- _Excerpt_:
Friday, February 8, 2008

Big franchises, big missteps



Whether you're a big-name CEO, a multi-billionaire or a humble fainting goat, you're never immune to a misstep. This truth carries over to the world of gaming, where a franchise may be absolutely perfect one minute and utterly abysmal the next. No series is immune, as this article will show.

(Note: This is the Final Fantasy II originally released on the Famicom in 1988. Not to be confused with the Final Fantasy II released on the Super Nintendo in 1991.)

Systems: Famicom, Playstation, Game Boy Advance, Playstation Portable, WonderSwan Color, mobile phones

Final Fantasy is one of the biggest game franchises in existence, with twelve numbered installments released, as well as several sequels and spin-offs. Of course, with so many games, there's gotta be a dud somewhere. It didn't take long for this franchise to find it's first mistake, though, as it fell flat on it's face with the release of Final Fantasy II.

Where to start, where to start... Well, first off, your attacks very rarely even manage to hit your opponents. You start off with the accuracy of a blind, armless sniper wearing a football helmet backwards, and you don't improve until after you kill somebody. Unless you suddenly get attacked by a "Broad-Side-Of-A-Barn" monster, you'll be groping in the dark for a while there.

- _Dataset rows_:

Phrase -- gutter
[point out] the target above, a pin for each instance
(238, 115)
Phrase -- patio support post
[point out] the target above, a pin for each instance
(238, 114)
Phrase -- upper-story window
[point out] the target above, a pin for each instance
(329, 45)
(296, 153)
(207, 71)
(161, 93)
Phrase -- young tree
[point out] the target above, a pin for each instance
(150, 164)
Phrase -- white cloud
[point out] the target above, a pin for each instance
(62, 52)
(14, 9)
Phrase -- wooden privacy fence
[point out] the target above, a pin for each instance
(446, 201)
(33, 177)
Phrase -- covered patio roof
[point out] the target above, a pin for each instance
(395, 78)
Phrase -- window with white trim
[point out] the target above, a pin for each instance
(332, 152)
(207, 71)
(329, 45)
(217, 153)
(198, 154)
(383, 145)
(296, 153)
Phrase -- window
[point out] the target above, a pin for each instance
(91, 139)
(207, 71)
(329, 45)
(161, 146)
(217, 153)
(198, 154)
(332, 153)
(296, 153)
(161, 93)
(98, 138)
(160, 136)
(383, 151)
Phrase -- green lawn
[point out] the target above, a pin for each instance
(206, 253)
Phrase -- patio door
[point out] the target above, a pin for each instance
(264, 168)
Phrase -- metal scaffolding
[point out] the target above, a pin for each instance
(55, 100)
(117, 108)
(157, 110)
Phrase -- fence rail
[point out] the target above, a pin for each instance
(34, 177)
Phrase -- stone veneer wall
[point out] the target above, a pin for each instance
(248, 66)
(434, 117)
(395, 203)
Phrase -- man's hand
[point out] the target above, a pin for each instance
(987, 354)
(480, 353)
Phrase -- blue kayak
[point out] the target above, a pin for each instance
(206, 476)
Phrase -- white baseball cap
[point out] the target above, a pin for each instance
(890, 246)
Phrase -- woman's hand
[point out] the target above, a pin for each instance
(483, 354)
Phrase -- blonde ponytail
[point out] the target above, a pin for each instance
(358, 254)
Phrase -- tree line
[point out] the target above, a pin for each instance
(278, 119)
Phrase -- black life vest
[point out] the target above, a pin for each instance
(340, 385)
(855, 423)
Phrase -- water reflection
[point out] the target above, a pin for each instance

- _Set of tasks_:
[1] Using the franchise-missteps article, say whether each statement agrees with it, answering yes or no and quoting the words that decide it. (a) The Final Fantasy II discussed first came out on the Famicom in 1988. (b) In Final Fantasy II, your attacks usually hit their targets from the start. (c) The Game Boy Advance is among the systems listed.
[2] Extract the passage of the franchise-missteps article from "Friday, February 8, 2008" up to and including "Nintendo in 1991.)".

- _Exercise solutions_:
[1]
(a) Yes: "This is the Final Fantasy II originally released on the Famicom in 1988."
(b) No: "your attacks very rarely even manage to hit your opponents."
(c) Yes: "Systems: Famicom, Playstation, Game Boy Advance, Playstation Portable, WonderSwan Color, mobile phones"

[2]
Friday, February 8, 2008

Big franchises, big missteps



Whether you're a big-name CEO, a multi-billionaire or a humble fainting goat, you're never immune to a misstep. This truth carries over to the world of gaming, where a franchise may be absolutely perfect one minute and utterly abysmal the next. No series is immune, as this article will show.

(Note: This is the Final Fantasy II originally released on the Famicom in 1988. Not to be confused with the Final Fantasy II released on the Super Nintendo in 1991.)